GitHub - BobMcDear/open-clip-jax: Implementation of OpenAI's CLIP in JAX/Flax

CLIP in JAX/Flax

• Introduction
• Installation
• Usage
• Training
    • Dataset Preparation
        • CSV
        • TFRecord
    • Single-Worker Training
    • Multi-Worker Training
• Available Models
• Acknowledgements
• Citations

Introduction

open_clip_jax is an open source JAX/Flax implementation of OpenAI's CLIP, including image and text towers, pre-trained parameters, training utilities, and more. It is inspired by but not affiliated with OpenCLIP and aims to deliver similar functionalities with a JAX backend.

Installation

The JAX installation process may differ depending on one's machine, so JAX needs to be installed manually by the user (versions 0.4.19 through 0.4.27, inclusive). Afterwards, open_clip_jax can be installed through pip install git+https://github.com/BobMcDear/open-clip-jax.git.

Usage

CLIPInference is a convenience class for conducting inference, which can be called on raw images and texts to compute their similarity scores, as demonstrated below.

import jax
from PIL import Image
from open_clip_jax import CLIPInference


clip = CLIPInference(
    'vit-base-patch32',
    softmax_temp=100.,
    pretrained='laion2b-s34b-b79k',
    )
image = Image.open('CLIP.png').convert('RGB')
text = ['A diagram', 'A dog', 'A cat']

# image and text can be single data points or lists.
probs, _ = clip(image, text)
print(probs)

Under the hood, CLIPInference utilizes create_model_with_params to create the CLIP model, create_image_transforms to pre-process the image(s), and tokenize to tokenize the text(s). A sample usage of these functions, equivalent to the code above, is exhibited in the following snippet. Breaking CLIPInference into these smaller components can offer greater flexibility.

from typing import Dict

import jax
from PIL import Image
from jax import Array
from open_clip_jax import create_image_transforms, create_model_with_params, tokenize


model, vars = create_model_with_params(
    'vit-base-patch32',
    pretrained='laion2b-s34b-b79k',
    )
image_transforms = create_image_transforms(
    train=False,
    input_format='image',
    do_batch_transforms=False,
    )

image = image_transforms(Image.open('CLIP.png').convert('RGB'))._numpy()
image = np.expand_dims(image, axis=0)
text = tokenize(['A diagram', 'A dog', 'A cat'])._numpy()

● **PROBLEMS TO SOLVE**
1. Do these statements agree with the open_clip_jax page? For each, answer yes or no and quote the words from the page that settle it. (a) JAX gets installed automatically along with open_clip_jax. (b) open_clip_jax is affiliated with OpenCLIP. (c) CLIPInference can be called on raw images and texts to compute their similarity scores.
2. Repeat word for word the part of the open_clip_jax page that opens with the words containing "CLIPInference is a" and closes with "as demonstrated below.".

(Dataset excerpts)
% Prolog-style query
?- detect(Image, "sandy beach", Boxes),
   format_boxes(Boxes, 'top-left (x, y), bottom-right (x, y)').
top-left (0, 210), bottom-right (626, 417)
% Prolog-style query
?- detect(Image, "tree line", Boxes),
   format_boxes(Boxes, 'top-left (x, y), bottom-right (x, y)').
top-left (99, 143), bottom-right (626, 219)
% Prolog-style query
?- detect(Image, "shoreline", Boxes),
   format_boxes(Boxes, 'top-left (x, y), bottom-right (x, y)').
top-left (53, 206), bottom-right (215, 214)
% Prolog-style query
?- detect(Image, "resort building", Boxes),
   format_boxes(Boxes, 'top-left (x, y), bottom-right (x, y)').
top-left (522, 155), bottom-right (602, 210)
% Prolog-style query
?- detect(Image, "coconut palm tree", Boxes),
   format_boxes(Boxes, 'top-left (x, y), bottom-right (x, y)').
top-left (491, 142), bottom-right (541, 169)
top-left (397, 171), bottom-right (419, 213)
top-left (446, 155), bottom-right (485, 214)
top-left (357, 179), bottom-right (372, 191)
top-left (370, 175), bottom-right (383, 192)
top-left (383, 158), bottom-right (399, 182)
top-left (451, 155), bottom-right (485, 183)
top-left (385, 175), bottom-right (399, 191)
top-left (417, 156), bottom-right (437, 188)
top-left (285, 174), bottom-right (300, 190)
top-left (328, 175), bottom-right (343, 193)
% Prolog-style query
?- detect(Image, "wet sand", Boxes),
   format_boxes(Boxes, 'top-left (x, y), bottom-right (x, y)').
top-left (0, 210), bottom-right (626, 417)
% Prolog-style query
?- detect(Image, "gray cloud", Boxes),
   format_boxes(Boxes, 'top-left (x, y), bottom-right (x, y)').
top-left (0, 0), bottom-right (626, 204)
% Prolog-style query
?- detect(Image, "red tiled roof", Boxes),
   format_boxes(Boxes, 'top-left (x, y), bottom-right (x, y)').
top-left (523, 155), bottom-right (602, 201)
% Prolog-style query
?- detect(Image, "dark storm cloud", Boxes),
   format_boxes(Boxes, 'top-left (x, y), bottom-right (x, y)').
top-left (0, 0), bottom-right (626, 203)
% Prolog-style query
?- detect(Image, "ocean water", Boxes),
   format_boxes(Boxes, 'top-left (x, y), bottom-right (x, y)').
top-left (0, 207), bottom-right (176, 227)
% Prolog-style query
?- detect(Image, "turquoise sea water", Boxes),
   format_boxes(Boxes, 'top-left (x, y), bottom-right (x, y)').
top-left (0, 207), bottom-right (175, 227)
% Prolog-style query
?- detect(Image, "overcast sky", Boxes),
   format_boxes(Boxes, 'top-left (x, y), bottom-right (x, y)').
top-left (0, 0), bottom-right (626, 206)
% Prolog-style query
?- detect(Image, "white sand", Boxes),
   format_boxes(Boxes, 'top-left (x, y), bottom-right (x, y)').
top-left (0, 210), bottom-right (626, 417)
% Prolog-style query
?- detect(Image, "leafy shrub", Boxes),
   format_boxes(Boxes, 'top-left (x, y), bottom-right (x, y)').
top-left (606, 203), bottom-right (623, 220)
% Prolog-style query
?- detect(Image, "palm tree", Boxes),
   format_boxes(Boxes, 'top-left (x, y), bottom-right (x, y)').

● **SOLUTIONS TO THE PROBLEMS**
1.
(a) No: "JAX needs to be installed manually by the user"
(b) No: "It is inspired by but not affiliated with OpenCLIP"
(c) Yes: "which can be called on raw images and texts to compute their similarity scores"

2.
CLIPInference is a convenience class for conducting inference, which can be called on raw images and texts to compute their similarity scores, as demonstrated below.